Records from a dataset
════════

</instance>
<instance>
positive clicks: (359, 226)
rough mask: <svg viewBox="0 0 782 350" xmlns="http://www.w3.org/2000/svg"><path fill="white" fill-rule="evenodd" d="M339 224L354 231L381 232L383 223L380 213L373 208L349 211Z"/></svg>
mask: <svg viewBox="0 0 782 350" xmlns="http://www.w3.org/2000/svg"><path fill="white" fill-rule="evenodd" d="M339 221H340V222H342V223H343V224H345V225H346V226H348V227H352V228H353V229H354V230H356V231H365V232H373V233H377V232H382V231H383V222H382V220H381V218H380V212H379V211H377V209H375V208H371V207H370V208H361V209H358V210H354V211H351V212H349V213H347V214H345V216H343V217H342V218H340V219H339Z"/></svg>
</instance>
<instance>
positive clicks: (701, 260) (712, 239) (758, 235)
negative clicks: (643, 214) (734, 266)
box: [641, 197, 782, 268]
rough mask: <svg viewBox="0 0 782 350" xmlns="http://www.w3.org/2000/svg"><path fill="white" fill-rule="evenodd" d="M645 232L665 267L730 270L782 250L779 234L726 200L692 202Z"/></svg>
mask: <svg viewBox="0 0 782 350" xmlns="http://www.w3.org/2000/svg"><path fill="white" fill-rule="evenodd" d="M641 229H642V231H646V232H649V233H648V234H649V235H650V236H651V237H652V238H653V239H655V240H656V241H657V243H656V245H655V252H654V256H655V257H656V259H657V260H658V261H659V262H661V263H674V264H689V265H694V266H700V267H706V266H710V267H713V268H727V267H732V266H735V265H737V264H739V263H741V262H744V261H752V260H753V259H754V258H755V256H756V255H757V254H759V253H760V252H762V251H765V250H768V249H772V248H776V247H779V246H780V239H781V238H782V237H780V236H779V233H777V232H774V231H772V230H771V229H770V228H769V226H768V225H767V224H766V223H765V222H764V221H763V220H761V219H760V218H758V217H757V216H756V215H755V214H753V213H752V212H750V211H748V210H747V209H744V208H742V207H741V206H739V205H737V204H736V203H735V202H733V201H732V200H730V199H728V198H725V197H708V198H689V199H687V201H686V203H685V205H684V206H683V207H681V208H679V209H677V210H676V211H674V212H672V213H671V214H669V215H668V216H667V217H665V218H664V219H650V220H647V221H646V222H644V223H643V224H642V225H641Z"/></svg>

════════

Aim of the exercise: Give the rows from the line containing "232L665 267L730 270L782" through the end of the records, inclusive, as a JSON list of strings with one string per line. Leave out any blank lines.

Output below:
[
  "rough mask: <svg viewBox=\"0 0 782 350\" xmlns=\"http://www.w3.org/2000/svg\"><path fill=\"white\" fill-rule=\"evenodd\" d=\"M645 232L665 267L730 270L782 250L779 234L726 200L692 202Z\"/></svg>",
  "mask: <svg viewBox=\"0 0 782 350\" xmlns=\"http://www.w3.org/2000/svg\"><path fill=\"white\" fill-rule=\"evenodd\" d=\"M641 229H642V231H646V232H649V233H648V234H649V235H650V236H651V237H652V238H653V239H655V240H656V241H657V243H656V245H655V252H654V256H655V257H656V259H657V260H658V261H659V262H661V263H674V264H689V265H694V266H700V267H706V266H710V267H713V268H727V267H732V266H735V265H737V264H739V263H741V262H744V261H752V260H753V259H754V258H755V256H756V255H757V254H759V253H760V252H762V251H765V250H768V249H772V248H776V247H779V246H780V239H781V238H782V237H780V236H779V233H777V232H774V231H772V230H771V229H770V228H769V226H768V225H767V224H766V223H765V222H764V221H763V220H761V219H760V218H758V217H757V216H756V215H755V214H753V213H752V212H750V211H748V210H747V209H744V208H742V207H741V206H739V205H737V204H736V203H735V202H733V201H732V200H730V199H728V198H725V197H708V198H689V199H687V201H686V203H685V205H684V206H683V207H681V208H679V209H677V210H676V211H674V212H672V213H671V214H669V215H668V216H667V217H665V218H664V219H650V220H647V221H646V222H644V223H643V224H642V225H641Z\"/></svg>"
]